Labeled-object pointing entries:
☆ ☆ ☆ ☆ ☆
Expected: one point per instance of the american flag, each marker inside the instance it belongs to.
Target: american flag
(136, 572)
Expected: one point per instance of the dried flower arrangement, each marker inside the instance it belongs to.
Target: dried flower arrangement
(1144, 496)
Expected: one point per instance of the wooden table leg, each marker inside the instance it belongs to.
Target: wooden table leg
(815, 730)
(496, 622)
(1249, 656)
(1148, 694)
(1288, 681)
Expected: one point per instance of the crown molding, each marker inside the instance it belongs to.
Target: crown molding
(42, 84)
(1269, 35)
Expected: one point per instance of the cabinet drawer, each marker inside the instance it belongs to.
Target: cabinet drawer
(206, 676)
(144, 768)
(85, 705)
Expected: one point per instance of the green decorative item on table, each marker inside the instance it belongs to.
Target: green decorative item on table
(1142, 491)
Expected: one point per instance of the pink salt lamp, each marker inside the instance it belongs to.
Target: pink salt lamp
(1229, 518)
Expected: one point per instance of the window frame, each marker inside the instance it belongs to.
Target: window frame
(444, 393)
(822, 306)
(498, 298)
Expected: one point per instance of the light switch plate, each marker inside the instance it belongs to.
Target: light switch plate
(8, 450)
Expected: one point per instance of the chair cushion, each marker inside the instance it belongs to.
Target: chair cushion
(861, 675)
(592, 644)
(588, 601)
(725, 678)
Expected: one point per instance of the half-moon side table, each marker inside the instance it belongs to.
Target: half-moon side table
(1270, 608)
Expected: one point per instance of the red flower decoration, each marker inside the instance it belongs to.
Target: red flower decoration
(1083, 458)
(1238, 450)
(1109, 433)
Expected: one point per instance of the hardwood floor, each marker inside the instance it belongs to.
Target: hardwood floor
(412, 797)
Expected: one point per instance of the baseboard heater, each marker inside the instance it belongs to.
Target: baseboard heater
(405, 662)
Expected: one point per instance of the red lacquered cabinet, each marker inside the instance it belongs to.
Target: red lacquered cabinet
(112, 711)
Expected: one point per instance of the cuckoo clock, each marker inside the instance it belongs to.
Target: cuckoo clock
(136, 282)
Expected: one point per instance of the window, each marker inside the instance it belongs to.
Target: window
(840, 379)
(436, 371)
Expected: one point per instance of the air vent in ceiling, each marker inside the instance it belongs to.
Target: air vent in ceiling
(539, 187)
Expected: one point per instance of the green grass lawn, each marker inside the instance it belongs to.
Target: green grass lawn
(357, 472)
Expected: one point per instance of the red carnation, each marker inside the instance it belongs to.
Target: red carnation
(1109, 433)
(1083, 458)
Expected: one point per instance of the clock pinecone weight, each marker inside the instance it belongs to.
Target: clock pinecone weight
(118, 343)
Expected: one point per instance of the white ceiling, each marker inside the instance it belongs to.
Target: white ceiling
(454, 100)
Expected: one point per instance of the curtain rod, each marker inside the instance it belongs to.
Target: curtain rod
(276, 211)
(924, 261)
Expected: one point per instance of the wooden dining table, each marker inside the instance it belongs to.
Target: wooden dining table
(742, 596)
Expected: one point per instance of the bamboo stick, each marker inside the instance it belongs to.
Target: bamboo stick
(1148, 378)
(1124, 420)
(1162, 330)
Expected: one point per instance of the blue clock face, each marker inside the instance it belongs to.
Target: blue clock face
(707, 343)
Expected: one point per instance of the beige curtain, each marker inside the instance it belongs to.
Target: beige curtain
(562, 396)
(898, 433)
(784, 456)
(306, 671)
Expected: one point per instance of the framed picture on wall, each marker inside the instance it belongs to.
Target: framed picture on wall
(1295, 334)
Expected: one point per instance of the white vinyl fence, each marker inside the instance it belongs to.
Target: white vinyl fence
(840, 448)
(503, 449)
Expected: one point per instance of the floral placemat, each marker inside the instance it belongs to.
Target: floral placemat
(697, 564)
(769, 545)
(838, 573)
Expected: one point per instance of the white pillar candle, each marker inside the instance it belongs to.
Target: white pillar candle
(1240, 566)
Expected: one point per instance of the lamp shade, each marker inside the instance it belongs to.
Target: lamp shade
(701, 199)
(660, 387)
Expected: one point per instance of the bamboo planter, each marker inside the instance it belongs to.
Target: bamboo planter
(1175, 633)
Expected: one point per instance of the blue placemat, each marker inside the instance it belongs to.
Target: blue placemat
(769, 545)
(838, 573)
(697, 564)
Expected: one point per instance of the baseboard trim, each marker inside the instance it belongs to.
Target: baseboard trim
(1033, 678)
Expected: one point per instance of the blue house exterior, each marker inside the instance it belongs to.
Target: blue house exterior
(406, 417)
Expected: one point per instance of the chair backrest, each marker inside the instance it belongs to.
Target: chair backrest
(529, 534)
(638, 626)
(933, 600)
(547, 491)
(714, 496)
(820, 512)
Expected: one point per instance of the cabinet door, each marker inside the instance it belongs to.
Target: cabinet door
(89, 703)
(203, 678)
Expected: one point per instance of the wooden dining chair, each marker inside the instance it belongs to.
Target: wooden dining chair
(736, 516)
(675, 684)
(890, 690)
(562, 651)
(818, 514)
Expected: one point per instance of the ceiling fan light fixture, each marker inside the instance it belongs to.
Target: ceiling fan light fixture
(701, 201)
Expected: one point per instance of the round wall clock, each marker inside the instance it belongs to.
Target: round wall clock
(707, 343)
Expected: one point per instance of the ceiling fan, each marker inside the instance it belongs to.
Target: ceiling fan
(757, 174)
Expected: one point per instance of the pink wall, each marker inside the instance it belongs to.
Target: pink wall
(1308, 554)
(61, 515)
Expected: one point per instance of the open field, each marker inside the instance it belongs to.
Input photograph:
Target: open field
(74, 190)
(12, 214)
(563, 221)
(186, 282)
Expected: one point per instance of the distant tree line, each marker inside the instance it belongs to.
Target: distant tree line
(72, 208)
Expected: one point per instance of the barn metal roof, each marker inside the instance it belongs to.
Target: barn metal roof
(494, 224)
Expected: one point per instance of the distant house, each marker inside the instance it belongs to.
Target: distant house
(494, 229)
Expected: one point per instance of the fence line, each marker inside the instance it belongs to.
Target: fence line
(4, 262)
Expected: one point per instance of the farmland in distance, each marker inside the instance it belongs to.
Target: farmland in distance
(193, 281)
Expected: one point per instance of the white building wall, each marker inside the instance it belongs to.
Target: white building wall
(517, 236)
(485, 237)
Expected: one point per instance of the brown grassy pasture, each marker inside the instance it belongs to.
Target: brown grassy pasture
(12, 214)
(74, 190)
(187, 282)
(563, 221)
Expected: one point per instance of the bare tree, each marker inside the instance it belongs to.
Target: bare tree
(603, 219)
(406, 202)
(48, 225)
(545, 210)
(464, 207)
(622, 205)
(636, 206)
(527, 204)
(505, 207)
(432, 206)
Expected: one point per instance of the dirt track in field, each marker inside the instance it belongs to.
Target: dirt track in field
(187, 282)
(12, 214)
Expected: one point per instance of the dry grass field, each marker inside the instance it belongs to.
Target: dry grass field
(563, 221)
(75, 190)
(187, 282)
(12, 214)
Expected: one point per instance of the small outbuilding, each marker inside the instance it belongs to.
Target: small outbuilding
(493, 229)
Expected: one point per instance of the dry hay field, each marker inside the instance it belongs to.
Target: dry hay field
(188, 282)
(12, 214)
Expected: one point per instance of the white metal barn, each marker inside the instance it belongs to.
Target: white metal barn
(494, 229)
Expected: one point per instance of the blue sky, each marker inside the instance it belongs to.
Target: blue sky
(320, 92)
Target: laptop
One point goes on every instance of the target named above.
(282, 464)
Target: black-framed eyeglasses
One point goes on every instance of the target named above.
☆ ☆ ☆ ☆ ☆
*SHORT EXERCISE:* Nothing should be left out: repeat all of the data exactly.

*FINISHED TASK:*
Expected: one point per instance of the american flag, each marker inside the instance it belongs to.
Target: american flag
(136, 572)
Expected: one point per instance of the dried flower arrangement, each marker inside the instance it belongs to.
Target: dried flower arrangement
(1144, 496)
Expected: one point per instance of the wooden table leg, each marker inside the instance it belongs to.
Target: wooden table leg
(815, 730)
(496, 622)
(1249, 656)
(1148, 694)
(1288, 681)
Expected: one point per instance of the crown molding, each marker inside the instance it belongs to.
Target: crown molding
(42, 84)
(1269, 35)
Expected: one point per instance of the cabinet drawer, each marker inside the instance it belongs to.
Target: cabinet drawer
(206, 676)
(144, 768)
(85, 705)
Expected: one point per instance of the green decorative item on table, each marker inside the instance it belongs to.
Target: green decorative item on table
(1142, 491)
Expected: one point per instance of the pink salt lamp, each marker inside the instance it belongs to.
Target: pink salt lamp
(1229, 518)
Expected: one point per instance of the window frame, each marker inside the instance it belongs to.
Target: window frame
(444, 393)
(822, 306)
(498, 298)
Expected: one point per instance of the light switch plate, each marker inside the instance it belongs to.
Target: light switch plate
(8, 450)
Expected: one point per instance of the chair cushion, each marker inside the instance it belongs to.
Target: chair cushion
(861, 675)
(592, 644)
(588, 601)
(725, 678)
Expected: one point per instance of the half-moon side table, each marker inside the instance it belongs to.
Target: half-moon side table
(1270, 608)
Expected: one point per instance of the red flower decoration, each marker inside the instance it belongs to.
Target: red flower decoration
(1083, 458)
(1238, 450)
(1109, 433)
Expected: one point per instance of the hardwood floor, each marker inside the instance it belongs to.
Target: hardwood floor
(412, 797)
Expected: one point per instance of the baseboard heater, each marker inside the instance it belongs to.
Target: baseboard heater
(405, 662)
Expected: one point per instance of the red lacquered cabinet, each marker inside the instance it belongs to.
Target: red lacquered cabinet
(112, 711)
Expected: one point per instance of the cuckoo clock, each marker inside the instance it belongs to.
Target: cuckoo clock
(136, 282)
Expected: one point per instance of the window, each marker inside the instance it belongs to.
Target: window
(840, 379)
(436, 371)
Expected: one point per instance of the air vent in ceiling, each marker inside the instance it belongs to.
Target: air vent in ceiling
(539, 187)
Expected: one point per instance of the green grass lawn, each marker inside the instance it belongs to.
Target: green grass lawn
(357, 472)
Expected: one point per instance of the red carnation, each marker inside the instance it belongs to.
Target: red carnation
(1109, 433)
(1083, 458)
Expected: one point per instance of the clock pinecone weight, each marker inside the instance it belongs to.
Target: clock pinecone weight
(118, 343)
Expected: one point per instance of the white ceiling, each marker inside the instance it belongs to.
Target: white ceiling
(454, 100)
Expected: one point per instance of the curtain rod, each marker inside the instance it belongs to.
Target: curtain rod
(276, 211)
(924, 261)
Expected: one point per instance of the wooden dining table, each marker inside the instance it belongs to.
Target: wooden dining table
(742, 596)
Expected: one point per instance of the bamboo stick, each marker inside the instance it belongs to.
Target: bamboo stick
(1148, 378)
(1124, 420)
(1162, 330)
Expected: one point per instance of the blue clock face, each marker inside the instance it belongs to.
Target: blue clock face
(707, 343)
Expected: one point per instance of the beige curtain, each marker inside the instance it belongs to.
Target: beige curtain
(562, 396)
(898, 433)
(784, 456)
(306, 671)
Expected: one point per instance of the framed picture on wall, each marker inside the instance it belongs to.
Target: framed picture on wall
(1295, 334)
Expected: one point per instance of the white vinyl fence, each marker inside the instance it belongs to.
Target: white vinyl fence
(840, 448)
(503, 449)
Expected: one point per instance of the floral placemat, each marker inside the instance it belongs to.
Target: floral placemat
(697, 564)
(769, 545)
(838, 573)
Expected: one point per instance of the white pillar candle, each marker inside the instance it belongs to.
Target: white pillar candle
(1240, 566)
Expected: one point per instance of the lamp shade, each marker inside the instance it belongs to.
Target: lamp shade
(701, 199)
(660, 387)
Expected: one point per instance of the bamboo planter, each marker inside the instance it belongs to.
Target: bamboo planter
(1175, 633)
Expected: one point per instance of the blue placemat, each marker inside the instance it belongs to.
Target: blue placemat
(769, 545)
(838, 573)
(697, 564)
Expected: one point per instance of the baseboard trim, each marker inside the instance it belongs to.
Target: baseboard trim
(1033, 678)
Expected: one point per instance of the blue house exterior, each marker inside the instance it belongs to.
Target: blue house exterior
(406, 417)
Expected: one point per instance of the chair backrest, each marker inside the instance it belongs to.
Target: chair backrest
(529, 534)
(638, 626)
(933, 600)
(547, 491)
(714, 496)
(820, 512)
Expected: one point per instance of the cabinet door, each marker inside the instance it belongs to.
Target: cabinet door
(89, 703)
(203, 678)
Expected: one point per instance of the wooden dining chair, each marker inside the instance it belongs to.
Target: wooden dining chair
(736, 516)
(675, 684)
(890, 690)
(562, 651)
(818, 514)
Expected: one point per instance of the ceiling fan light fixture, each marker inside the instance it belongs to.
Target: ceiling fan light fixture
(701, 201)
Expected: one point per instance of the round wall clock, each marker inside the instance it belongs to.
Target: round wall clock
(707, 343)
Expected: one point per instance of the ceiling fan, each marker inside the instance it belongs to.
Target: ceiling fan
(757, 174)
Expected: one point per instance of the pink wall, each marker inside the instance it belongs to.
Target: pink wall
(1308, 554)
(61, 515)
Expected: one point per instance of the open field, each marker inside the instance it belongs to.
Input photograph:
Target: open field
(74, 190)
(12, 214)
(563, 221)
(186, 282)
Expected: one point per instance of the distant tree line, each marker inside the instance it belongs to.
Target: distant tree line
(72, 208)
Expected: one point per instance of the barn metal roof, each marker inside the instance it belongs to.
Target: barn metal roof
(494, 224)
Expected: one point per instance of the distant house, each marker inside the instance it belongs to.
Target: distant house
(494, 229)
Expected: one point per instance of the fence line, each marker inside the instance it belongs to.
Target: fence line
(4, 262)
Expected: one point per instance of the farmland in distance, each marker inside the instance it belongs to.
Target: farmland in distance
(193, 281)
Expected: one point per instance of the white building wall, each marker inside the instance it belongs to.
Target: white building wall
(517, 236)
(485, 237)
Expected: one point per instance of the brown grassy pasture, each marker inside the instance it belongs to.
Target: brown grassy pasture
(12, 214)
(74, 190)
(187, 282)
(563, 221)
Expected: one point per instance of the bare tree, each marker inside the instance it belongs to.
Target: bare tree
(603, 219)
(406, 202)
(48, 225)
(545, 210)
(464, 207)
(622, 205)
(636, 206)
(527, 204)
(505, 207)
(432, 206)
Expected: one point per instance of the dirt track in field, each marker inside the instance it belongs to.
Target: dirt track in field
(187, 282)
(12, 214)
Expected: one point per instance of the dry grass field, each marker inside the instance it belongs to.
Target: dry grass field
(563, 221)
(75, 190)
(187, 282)
(12, 214)
Expected: one point per instance of the small outbuilding, each marker inside the instance it belongs to.
Target: small outbuilding
(493, 229)
Expected: one point per instance of the dry hay field, each marker inside the instance it belongs to.
Target: dry hay field
(188, 282)
(12, 214)
Expected: one point per instance of the white metal barn, each marker inside the instance it belongs to.
Target: white metal barn
(494, 229)
Expected: one point per instance of the blue sky, each marker inside the instance it belongs to.
Target: blue sky
(320, 92)
Target: laptop
One point goes on every instance of the target named above.
(282, 464)
Target: black-framed eyeglasses
One point goes on every instance of the target named above.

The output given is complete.